> [Available data]
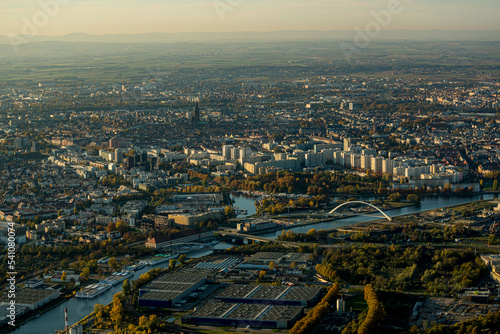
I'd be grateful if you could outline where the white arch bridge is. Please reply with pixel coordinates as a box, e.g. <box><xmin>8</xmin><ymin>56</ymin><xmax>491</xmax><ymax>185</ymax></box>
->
<box><xmin>328</xmin><ymin>201</ymin><xmax>392</xmax><ymax>221</ymax></box>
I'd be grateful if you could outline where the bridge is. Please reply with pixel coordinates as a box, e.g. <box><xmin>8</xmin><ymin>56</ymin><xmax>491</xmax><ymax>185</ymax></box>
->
<box><xmin>328</xmin><ymin>201</ymin><xmax>392</xmax><ymax>221</ymax></box>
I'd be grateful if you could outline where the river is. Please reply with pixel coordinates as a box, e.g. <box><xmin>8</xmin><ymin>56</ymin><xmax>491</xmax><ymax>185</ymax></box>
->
<box><xmin>254</xmin><ymin>194</ymin><xmax>494</xmax><ymax>239</ymax></box>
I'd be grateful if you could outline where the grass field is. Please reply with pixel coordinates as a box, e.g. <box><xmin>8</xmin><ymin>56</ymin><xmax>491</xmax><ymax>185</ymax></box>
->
<box><xmin>0</xmin><ymin>41</ymin><xmax>500</xmax><ymax>83</ymax></box>
<box><xmin>345</xmin><ymin>295</ymin><xmax>368</xmax><ymax>312</ymax></box>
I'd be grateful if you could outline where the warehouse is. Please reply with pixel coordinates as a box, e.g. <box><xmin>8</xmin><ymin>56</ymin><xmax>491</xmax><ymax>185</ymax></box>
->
<box><xmin>215</xmin><ymin>284</ymin><xmax>321</xmax><ymax>307</ymax></box>
<box><xmin>182</xmin><ymin>302</ymin><xmax>304</xmax><ymax>329</ymax></box>
<box><xmin>139</xmin><ymin>274</ymin><xmax>206</xmax><ymax>308</ymax></box>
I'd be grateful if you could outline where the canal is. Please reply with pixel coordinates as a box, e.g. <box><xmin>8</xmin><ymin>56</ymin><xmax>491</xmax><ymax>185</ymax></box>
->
<box><xmin>11</xmin><ymin>194</ymin><xmax>494</xmax><ymax>334</ymax></box>
<box><xmin>256</xmin><ymin>194</ymin><xmax>494</xmax><ymax>239</ymax></box>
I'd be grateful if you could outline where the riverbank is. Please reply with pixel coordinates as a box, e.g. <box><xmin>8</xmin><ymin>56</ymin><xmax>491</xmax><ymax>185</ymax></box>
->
<box><xmin>0</xmin><ymin>295</ymin><xmax>73</xmax><ymax>334</ymax></box>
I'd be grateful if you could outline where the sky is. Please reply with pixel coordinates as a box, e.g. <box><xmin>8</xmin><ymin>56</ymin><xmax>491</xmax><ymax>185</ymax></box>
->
<box><xmin>0</xmin><ymin>0</ymin><xmax>500</xmax><ymax>36</ymax></box>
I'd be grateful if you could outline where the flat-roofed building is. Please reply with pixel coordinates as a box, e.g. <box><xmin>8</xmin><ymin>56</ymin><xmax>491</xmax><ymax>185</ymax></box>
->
<box><xmin>182</xmin><ymin>302</ymin><xmax>304</xmax><ymax>329</ymax></box>
<box><xmin>139</xmin><ymin>273</ymin><xmax>206</xmax><ymax>308</ymax></box>
<box><xmin>214</xmin><ymin>284</ymin><xmax>321</xmax><ymax>307</ymax></box>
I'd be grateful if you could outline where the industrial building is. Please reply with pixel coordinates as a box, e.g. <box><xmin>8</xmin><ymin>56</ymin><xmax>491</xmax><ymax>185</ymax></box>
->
<box><xmin>214</xmin><ymin>284</ymin><xmax>321</xmax><ymax>307</ymax></box>
<box><xmin>139</xmin><ymin>274</ymin><xmax>206</xmax><ymax>308</ymax></box>
<box><xmin>462</xmin><ymin>290</ymin><xmax>491</xmax><ymax>304</ymax></box>
<box><xmin>182</xmin><ymin>302</ymin><xmax>304</xmax><ymax>329</ymax></box>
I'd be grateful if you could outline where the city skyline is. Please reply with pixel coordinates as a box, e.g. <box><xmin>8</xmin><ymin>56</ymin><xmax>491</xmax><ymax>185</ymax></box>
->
<box><xmin>0</xmin><ymin>0</ymin><xmax>500</xmax><ymax>36</ymax></box>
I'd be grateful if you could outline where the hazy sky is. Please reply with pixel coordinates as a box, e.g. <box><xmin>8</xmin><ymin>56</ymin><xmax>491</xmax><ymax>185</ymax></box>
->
<box><xmin>0</xmin><ymin>0</ymin><xmax>500</xmax><ymax>35</ymax></box>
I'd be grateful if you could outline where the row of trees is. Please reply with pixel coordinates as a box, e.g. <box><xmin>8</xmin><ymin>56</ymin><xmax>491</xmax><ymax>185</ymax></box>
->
<box><xmin>289</xmin><ymin>283</ymin><xmax>340</xmax><ymax>334</ymax></box>
<box><xmin>316</xmin><ymin>245</ymin><xmax>487</xmax><ymax>294</ymax></box>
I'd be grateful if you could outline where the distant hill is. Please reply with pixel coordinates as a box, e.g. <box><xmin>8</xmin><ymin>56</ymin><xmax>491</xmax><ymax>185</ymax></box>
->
<box><xmin>0</xmin><ymin>30</ymin><xmax>500</xmax><ymax>44</ymax></box>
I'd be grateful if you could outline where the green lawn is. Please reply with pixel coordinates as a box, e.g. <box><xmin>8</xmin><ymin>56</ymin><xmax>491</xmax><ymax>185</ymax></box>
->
<box><xmin>345</xmin><ymin>295</ymin><xmax>368</xmax><ymax>312</ymax></box>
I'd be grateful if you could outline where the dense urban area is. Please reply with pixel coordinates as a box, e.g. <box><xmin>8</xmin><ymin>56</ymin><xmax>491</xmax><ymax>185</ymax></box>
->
<box><xmin>0</xmin><ymin>39</ymin><xmax>500</xmax><ymax>334</ymax></box>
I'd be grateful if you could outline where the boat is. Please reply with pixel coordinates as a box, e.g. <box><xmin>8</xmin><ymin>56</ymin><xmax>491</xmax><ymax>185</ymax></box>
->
<box><xmin>125</xmin><ymin>261</ymin><xmax>146</xmax><ymax>271</ymax></box>
<box><xmin>139</xmin><ymin>253</ymin><xmax>179</xmax><ymax>266</ymax></box>
<box><xmin>75</xmin><ymin>283</ymin><xmax>111</xmax><ymax>298</ymax></box>
<box><xmin>99</xmin><ymin>270</ymin><xmax>134</xmax><ymax>286</ymax></box>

> [Instruction] Rewrite every line of the listing above from the line with "I'd be grateful if you could outline where the green" through the end of the listing, requests included, multiplying each box coordinate in the answers by 0.3 and rounding to whole numbers, with halves going up. Leave the requests and their sample boxes unchanged.

> [The response]
I'd be grateful if you could outline where the green lawn is. Please reply with pixel coordinates as a box, e.g. <box><xmin>8</xmin><ymin>56</ymin><xmax>491</xmax><ymax>185</ymax></box>
->
<box><xmin>104</xmin><ymin>89</ymin><xmax>110</xmax><ymax>94</ymax></box>
I'd be grateful if you could outline where the dense urban area is. Please reply with pixel coordinates as a box, e.g. <box><xmin>8</xmin><ymin>56</ymin><xmax>491</xmax><ymax>185</ymax></box>
->
<box><xmin>0</xmin><ymin>12</ymin><xmax>150</xmax><ymax>100</ymax></box>
I'd be grateful if you could outline where the boat is. Please reply with pixel coordinates as a box, e.g. <box><xmin>8</xmin><ymin>56</ymin><xmax>491</xmax><ymax>185</ymax></box>
->
<box><xmin>38</xmin><ymin>78</ymin><xmax>44</xmax><ymax>81</ymax></box>
<box><xmin>42</xmin><ymin>76</ymin><xmax>54</xmax><ymax>80</ymax></box>
<box><xmin>23</xmin><ymin>85</ymin><xmax>33</xmax><ymax>89</ymax></box>
<box><xmin>30</xmin><ymin>81</ymin><xmax>40</xmax><ymax>86</ymax></box>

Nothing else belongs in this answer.